THE REQUEST -> Print the records again, character for character.

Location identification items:
○ ○ ○ ○ ○

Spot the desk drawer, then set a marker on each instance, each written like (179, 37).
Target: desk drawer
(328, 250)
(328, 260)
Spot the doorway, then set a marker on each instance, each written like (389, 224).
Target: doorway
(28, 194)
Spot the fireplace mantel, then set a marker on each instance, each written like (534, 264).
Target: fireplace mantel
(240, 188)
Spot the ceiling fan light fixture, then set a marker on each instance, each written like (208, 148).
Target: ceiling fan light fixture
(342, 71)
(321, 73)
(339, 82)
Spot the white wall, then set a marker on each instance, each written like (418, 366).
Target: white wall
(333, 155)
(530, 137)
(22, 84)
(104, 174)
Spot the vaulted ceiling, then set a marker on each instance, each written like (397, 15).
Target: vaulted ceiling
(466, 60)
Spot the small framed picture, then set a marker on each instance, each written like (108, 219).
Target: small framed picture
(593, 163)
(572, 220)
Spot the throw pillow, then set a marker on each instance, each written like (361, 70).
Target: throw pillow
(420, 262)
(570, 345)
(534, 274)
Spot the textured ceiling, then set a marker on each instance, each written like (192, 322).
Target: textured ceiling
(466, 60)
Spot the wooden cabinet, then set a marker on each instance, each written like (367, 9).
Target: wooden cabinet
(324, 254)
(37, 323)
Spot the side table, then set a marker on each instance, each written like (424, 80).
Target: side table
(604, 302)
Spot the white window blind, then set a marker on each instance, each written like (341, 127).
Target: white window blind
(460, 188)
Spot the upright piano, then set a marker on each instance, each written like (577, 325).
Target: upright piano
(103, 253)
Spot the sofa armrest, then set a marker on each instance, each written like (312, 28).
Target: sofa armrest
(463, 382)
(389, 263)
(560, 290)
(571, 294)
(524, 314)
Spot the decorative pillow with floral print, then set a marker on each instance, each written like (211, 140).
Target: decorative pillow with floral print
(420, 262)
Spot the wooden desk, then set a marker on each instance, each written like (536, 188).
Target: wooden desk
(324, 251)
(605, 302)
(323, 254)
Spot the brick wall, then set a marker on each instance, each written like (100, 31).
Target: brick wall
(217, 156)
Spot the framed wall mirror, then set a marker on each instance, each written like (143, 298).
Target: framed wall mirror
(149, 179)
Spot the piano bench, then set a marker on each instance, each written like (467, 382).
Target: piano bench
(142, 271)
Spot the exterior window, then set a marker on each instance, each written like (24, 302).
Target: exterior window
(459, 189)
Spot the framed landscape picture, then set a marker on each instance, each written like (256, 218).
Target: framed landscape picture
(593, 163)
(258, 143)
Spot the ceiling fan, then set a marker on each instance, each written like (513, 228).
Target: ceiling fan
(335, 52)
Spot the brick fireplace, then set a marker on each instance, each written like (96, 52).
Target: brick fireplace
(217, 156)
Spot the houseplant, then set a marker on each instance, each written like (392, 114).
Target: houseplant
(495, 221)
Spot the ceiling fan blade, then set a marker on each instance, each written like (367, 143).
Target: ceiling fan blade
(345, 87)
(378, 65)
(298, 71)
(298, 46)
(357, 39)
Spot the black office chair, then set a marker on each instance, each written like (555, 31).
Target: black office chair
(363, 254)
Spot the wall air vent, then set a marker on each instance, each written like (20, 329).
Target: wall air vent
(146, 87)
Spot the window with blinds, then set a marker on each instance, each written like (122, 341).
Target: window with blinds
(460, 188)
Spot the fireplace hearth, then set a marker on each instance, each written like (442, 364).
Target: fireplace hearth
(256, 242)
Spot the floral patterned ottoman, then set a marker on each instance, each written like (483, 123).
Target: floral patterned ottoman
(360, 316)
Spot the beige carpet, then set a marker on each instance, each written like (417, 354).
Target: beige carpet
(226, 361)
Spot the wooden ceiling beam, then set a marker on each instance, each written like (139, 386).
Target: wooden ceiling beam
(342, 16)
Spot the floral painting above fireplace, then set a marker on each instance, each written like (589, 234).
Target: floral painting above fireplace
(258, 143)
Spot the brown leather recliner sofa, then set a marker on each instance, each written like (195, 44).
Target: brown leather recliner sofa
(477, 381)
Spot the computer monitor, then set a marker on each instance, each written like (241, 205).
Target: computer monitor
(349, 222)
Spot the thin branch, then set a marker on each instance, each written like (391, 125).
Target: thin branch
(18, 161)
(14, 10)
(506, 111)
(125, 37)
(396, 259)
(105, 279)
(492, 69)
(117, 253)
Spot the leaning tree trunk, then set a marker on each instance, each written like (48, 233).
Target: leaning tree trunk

○ ○ ○ ○ ○

FINISHED EXERCISE ->
Spot the desk drawer, then set a marker on each instance, each written like (179, 37).
Target: desk drawer
(328, 250)
(328, 260)
Spot the doorway, then set a marker on each instance, each written like (389, 224).
Target: doorway
(28, 194)
Spot the fireplace mantel, then set a marker on each instance, each written like (534, 264).
Target: fireplace mantel
(240, 188)
Spot the ceiling fan light fixture, then set a marker on each instance, each written like (208, 148).
Target: ceiling fan light fixture
(342, 71)
(321, 73)
(339, 82)
Spot the white wall, then set a marker on each instance, each written like (418, 366).
Target: white wall
(333, 155)
(530, 137)
(22, 84)
(104, 174)
Spot the vaulted ceiling, then set a marker on each instance, each written like (397, 15).
Target: vaulted ceiling
(466, 60)
Spot the small framed picture, then set a marker on each instance, each written like (108, 219).
Target: small framed picture
(593, 163)
(572, 220)
Spot the throw pillow, then set a marker on each instance, each written like (361, 70).
Target: throw pillow
(420, 262)
(570, 345)
(534, 274)
Spot the textured ceiling, then set a marker on each instance, each written like (192, 322).
Target: textured ceiling
(466, 60)
Spot the wooden cabinet, then set a marker on each instance, each written like (367, 9).
Target: wooden cabinet
(324, 254)
(37, 323)
Spot the side table, then set a marker on each instance, each written like (424, 80).
Target: side table
(604, 302)
Spot the white window blind, then set a marker on each instance, each written like (341, 127).
Target: white window blind
(460, 188)
Spot the upright piano, then set a marker on each instance, each written like (577, 325).
Target: upright piano
(103, 253)
Spot the sofa armrest, then set a marker on each instance, each written like (312, 28).
Target: sofa armrest
(463, 382)
(389, 263)
(560, 290)
(571, 294)
(524, 314)
Spot the decorative pillow with floral print, then set a marker on each instance, each written like (211, 140).
Target: decorative pillow with floral print
(420, 262)
Spot the wooden desk, then set a marker on each instance, each written like (536, 188).
Target: wooden desk
(324, 251)
(605, 302)
(323, 254)
Spot the brick wall, then set a marker on each instance, each written like (100, 31).
Target: brick wall
(217, 156)
Spot the framed wall mirror, then set a marker on each instance, each written like (143, 298).
Target: framed wall mirror
(149, 179)
Spot the piano bench, then set a marker on each instance, each written like (467, 382).
Target: piano bench
(142, 271)
Spot the exterior window, then set a marker on each instance, each written like (24, 302).
Target: exterior window
(459, 189)
Spot the framed landscape picture, then set a marker on each instance, each written like (256, 218).
Target: framed landscape picture
(593, 163)
(258, 143)
Spot the ceiling fan, then set a marker on each instance, each written like (513, 228).
Target: ceiling fan
(335, 52)
Spot the brick fireplace, then set a marker on each instance, each written like (96, 52).
Target: brick fireplace
(217, 156)
Spot the houseplant, then set a marker on each instance, each written like (392, 114).
Target: houseplant
(495, 221)
Spot the ceiling fan blade, then set a marker on each instance, each written like (367, 143).
Target: ceiling fan blade
(345, 87)
(378, 65)
(298, 71)
(298, 46)
(357, 39)
Spot the black office chair, then set a marker on each instance, each written like (555, 31).
Target: black office chair
(363, 254)
Spot the wall air vent, then set a marker on each instance, each written like (20, 329).
Target: wall air vent
(146, 87)
Spot the window with blinds, then set a marker on each instance, each written like (122, 341).
Target: window with blinds
(460, 188)
Spot the fireplace hearth, then set a marker on each instance, each written like (442, 364).
Target: fireplace hearth
(256, 242)
Spot the floral patterned ottoman, then set a marker on each instance, each written like (483, 123).
Target: floral patterned ottoman
(360, 316)
Spot the beige carpet, then set a marker on each instance, each written like (417, 354).
Target: beige carpet
(226, 361)
Spot the wooden ceiling beam, then set a marker on each instance, each written like (139, 386).
Target: wooden ceiling beam
(342, 16)
Spot the floral painting above fireplace, then set a marker on each instance, each written like (589, 234).
Target: floral painting above fireplace
(258, 143)
Spot the brown leather recliner sofa, then set a marker on each instance, each written like (195, 44).
Target: brown leather recliner sofa
(477, 381)
Spot the computer monitor, then set a marker on each instance, each written like (241, 205).
Target: computer monitor
(349, 222)
Spot the thin branch, then set a marker on each instance, each written like (391, 125).
Target: thin branch
(18, 161)
(14, 10)
(506, 111)
(125, 37)
(396, 259)
(105, 279)
(492, 69)
(117, 253)
Spot the leaning tree trunk, then set a marker on each instance, each written like (48, 233).
Target: leaning tree trunk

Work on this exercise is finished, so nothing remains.